§ **Task to carry out**: List every line in the records below that contains the word “curly”, copying each such line in full. Case counts.

§ **Material for the task**:
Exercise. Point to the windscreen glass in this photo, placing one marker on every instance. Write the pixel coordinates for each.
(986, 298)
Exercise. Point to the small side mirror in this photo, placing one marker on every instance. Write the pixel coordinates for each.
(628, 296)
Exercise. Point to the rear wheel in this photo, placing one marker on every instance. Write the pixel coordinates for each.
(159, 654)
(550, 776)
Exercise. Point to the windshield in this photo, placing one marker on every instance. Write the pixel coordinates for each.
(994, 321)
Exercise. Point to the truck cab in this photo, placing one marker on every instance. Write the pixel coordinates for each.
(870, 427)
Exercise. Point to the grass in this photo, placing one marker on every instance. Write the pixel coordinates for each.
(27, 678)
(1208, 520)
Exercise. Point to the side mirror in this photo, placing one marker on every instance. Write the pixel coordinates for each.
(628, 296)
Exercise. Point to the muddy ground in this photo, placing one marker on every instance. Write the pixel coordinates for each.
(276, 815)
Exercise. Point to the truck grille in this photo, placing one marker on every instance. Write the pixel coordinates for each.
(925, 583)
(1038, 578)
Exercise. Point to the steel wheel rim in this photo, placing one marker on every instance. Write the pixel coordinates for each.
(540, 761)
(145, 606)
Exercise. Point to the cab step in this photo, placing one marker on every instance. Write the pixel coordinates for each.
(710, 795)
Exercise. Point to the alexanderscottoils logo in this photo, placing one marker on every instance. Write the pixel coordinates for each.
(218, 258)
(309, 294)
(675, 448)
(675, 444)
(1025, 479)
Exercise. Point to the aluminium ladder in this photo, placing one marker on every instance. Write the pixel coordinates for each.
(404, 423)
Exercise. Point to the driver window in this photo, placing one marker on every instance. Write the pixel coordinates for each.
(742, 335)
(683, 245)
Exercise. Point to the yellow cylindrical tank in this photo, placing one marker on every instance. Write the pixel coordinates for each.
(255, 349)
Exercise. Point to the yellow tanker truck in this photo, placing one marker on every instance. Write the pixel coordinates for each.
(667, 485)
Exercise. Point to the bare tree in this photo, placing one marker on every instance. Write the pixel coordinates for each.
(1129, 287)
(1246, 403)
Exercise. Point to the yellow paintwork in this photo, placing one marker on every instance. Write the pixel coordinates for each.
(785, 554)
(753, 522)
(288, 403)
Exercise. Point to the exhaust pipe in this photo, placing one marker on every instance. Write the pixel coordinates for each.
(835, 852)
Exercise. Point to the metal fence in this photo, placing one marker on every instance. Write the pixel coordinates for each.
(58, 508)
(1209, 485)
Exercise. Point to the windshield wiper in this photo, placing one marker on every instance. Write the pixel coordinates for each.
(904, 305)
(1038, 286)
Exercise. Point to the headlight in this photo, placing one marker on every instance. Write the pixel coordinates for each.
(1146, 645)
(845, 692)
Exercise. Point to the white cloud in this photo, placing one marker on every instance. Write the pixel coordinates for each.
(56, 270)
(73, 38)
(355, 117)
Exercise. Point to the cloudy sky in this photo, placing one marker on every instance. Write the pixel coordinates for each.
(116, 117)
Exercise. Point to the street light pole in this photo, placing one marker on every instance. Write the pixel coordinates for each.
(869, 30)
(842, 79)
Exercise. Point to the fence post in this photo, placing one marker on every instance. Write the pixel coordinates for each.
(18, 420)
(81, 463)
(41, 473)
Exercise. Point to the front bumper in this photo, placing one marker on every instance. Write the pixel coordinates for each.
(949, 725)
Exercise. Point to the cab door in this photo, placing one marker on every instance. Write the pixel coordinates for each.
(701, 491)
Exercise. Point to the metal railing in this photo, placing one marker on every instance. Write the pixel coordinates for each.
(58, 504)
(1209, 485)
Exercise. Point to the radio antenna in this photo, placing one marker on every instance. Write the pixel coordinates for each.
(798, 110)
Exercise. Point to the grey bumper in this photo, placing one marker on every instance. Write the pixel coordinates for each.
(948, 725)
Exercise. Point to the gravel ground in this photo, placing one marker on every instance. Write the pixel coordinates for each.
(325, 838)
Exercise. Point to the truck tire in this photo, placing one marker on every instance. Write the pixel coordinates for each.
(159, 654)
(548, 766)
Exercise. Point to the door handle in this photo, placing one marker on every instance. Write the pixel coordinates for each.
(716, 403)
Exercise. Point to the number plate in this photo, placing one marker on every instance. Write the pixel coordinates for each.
* * *
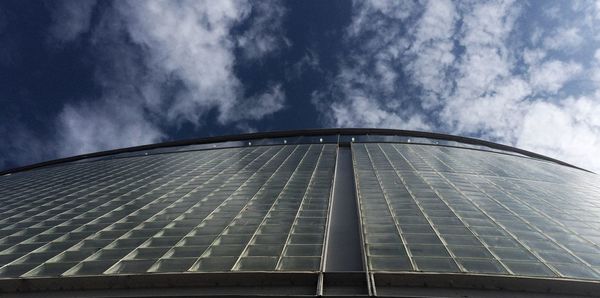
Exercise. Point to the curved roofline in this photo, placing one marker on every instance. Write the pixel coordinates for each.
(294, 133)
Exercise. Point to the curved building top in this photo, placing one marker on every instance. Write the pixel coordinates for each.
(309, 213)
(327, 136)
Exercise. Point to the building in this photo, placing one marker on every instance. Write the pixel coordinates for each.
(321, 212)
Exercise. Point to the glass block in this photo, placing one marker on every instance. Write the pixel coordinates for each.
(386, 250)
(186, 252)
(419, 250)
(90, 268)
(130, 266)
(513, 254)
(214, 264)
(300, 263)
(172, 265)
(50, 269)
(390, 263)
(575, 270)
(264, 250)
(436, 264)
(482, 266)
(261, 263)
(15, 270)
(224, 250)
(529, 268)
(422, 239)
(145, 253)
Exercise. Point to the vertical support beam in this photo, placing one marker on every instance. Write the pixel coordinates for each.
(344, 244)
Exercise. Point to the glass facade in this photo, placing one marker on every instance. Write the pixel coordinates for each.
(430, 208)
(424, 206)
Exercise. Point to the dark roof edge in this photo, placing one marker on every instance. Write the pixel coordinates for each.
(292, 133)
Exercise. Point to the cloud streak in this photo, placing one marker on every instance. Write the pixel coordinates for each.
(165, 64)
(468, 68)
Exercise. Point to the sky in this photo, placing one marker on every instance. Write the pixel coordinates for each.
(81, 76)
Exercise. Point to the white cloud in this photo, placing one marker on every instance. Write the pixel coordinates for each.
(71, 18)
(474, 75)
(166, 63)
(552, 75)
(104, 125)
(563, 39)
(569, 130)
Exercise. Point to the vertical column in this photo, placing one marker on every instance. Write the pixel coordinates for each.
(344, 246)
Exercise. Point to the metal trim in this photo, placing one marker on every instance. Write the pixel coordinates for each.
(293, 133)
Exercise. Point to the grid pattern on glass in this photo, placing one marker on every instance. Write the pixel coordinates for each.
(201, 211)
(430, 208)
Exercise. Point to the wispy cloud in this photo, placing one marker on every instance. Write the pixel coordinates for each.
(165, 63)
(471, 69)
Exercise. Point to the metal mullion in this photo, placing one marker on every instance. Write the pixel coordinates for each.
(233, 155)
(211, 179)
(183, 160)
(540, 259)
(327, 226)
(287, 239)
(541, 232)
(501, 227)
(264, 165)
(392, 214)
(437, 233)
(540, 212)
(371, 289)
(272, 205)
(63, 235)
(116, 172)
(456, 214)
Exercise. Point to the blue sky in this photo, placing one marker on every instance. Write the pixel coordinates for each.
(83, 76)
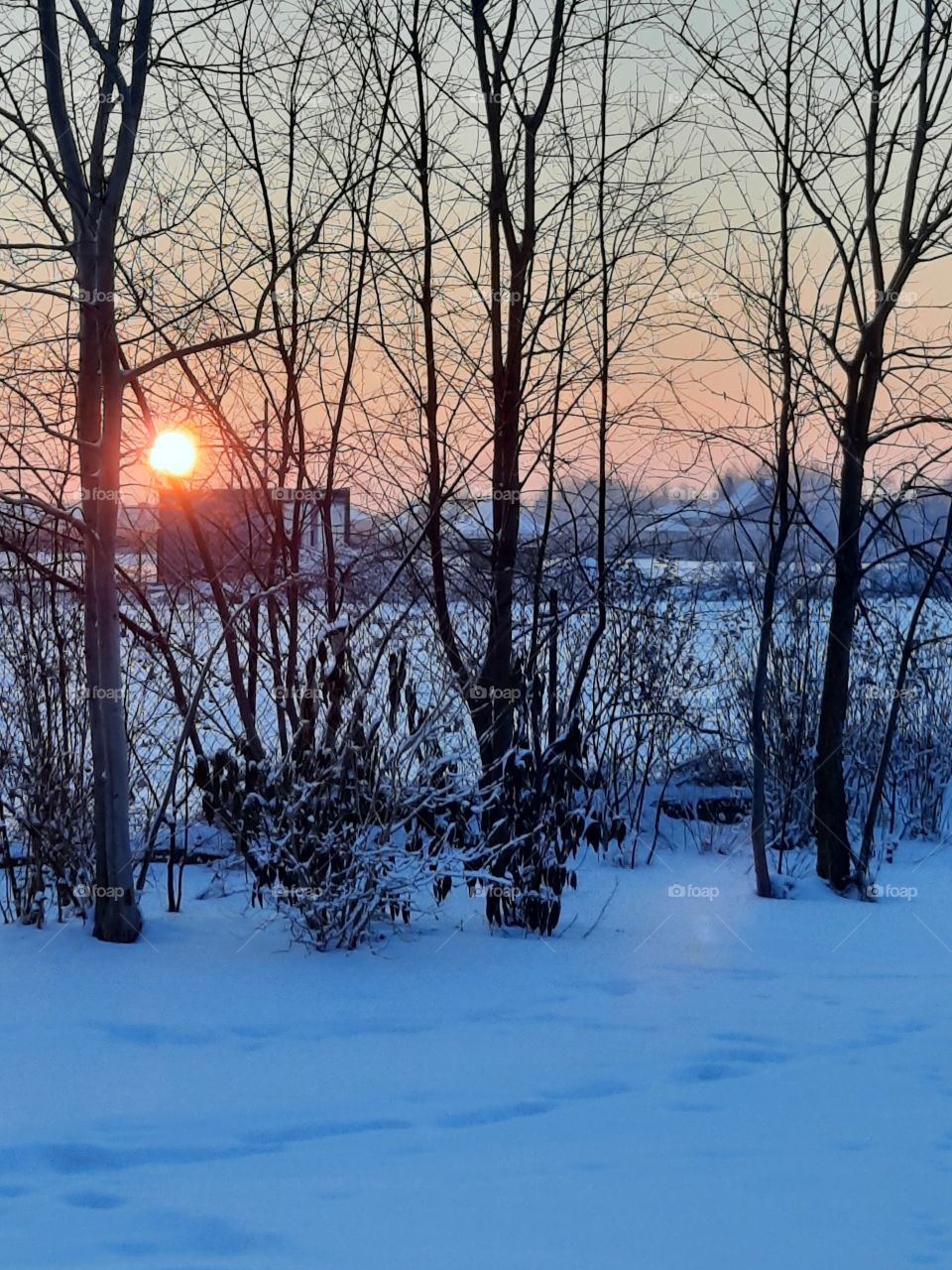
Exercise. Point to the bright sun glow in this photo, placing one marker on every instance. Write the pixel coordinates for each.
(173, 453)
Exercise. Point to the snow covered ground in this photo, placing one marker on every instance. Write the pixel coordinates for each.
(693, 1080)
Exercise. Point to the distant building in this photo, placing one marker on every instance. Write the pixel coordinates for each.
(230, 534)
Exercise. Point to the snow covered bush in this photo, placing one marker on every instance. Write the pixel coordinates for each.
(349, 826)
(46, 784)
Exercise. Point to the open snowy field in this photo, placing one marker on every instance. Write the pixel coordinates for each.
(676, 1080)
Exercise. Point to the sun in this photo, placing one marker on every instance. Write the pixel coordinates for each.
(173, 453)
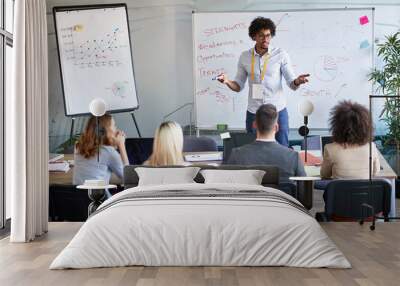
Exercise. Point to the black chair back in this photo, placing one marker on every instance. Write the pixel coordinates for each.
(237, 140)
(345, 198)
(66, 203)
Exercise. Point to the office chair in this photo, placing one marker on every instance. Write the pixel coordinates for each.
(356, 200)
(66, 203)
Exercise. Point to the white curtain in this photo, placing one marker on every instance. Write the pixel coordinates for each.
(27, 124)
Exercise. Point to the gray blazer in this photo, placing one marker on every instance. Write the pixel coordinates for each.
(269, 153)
* * *
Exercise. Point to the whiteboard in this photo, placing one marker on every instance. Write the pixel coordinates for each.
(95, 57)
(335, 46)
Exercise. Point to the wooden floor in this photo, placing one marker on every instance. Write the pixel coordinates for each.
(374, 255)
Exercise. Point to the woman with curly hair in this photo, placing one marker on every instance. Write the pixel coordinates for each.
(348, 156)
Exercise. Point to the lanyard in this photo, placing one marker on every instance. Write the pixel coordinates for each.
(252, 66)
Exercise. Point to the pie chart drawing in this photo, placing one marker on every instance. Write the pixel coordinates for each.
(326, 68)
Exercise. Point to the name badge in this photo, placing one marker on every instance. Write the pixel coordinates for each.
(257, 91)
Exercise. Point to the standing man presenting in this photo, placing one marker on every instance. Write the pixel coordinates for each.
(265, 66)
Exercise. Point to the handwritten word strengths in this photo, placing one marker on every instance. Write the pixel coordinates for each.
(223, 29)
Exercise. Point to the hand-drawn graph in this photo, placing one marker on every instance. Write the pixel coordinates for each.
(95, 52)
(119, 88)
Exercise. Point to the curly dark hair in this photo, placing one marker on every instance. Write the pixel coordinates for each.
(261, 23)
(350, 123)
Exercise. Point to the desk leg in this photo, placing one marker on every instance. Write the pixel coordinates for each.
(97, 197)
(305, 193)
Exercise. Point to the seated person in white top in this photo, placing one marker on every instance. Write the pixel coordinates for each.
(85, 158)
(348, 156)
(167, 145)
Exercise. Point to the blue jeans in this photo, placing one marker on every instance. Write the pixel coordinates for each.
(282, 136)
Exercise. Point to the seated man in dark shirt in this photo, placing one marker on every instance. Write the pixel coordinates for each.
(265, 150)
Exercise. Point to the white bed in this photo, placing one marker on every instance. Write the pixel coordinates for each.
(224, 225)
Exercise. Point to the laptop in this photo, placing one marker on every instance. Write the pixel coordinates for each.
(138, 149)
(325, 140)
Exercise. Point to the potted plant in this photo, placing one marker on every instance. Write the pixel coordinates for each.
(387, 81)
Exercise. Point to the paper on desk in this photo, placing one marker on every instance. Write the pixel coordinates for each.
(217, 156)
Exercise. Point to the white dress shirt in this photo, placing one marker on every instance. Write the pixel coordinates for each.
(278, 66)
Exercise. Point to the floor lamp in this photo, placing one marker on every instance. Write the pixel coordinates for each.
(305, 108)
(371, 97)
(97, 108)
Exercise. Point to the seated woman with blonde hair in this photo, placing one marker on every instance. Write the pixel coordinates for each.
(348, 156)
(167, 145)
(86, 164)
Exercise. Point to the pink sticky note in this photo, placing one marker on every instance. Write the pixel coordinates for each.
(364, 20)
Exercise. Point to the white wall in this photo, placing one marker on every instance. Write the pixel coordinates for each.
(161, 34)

§ **Exercise response**:
Exercise. Point to the woman with curly hair in this photo, placing one marker on every instance. Write the pixel coordinates for each.
Exercise. Point to the curly dark hair in this photo, placing one marker on every instance. Write the pixel coordinates for each.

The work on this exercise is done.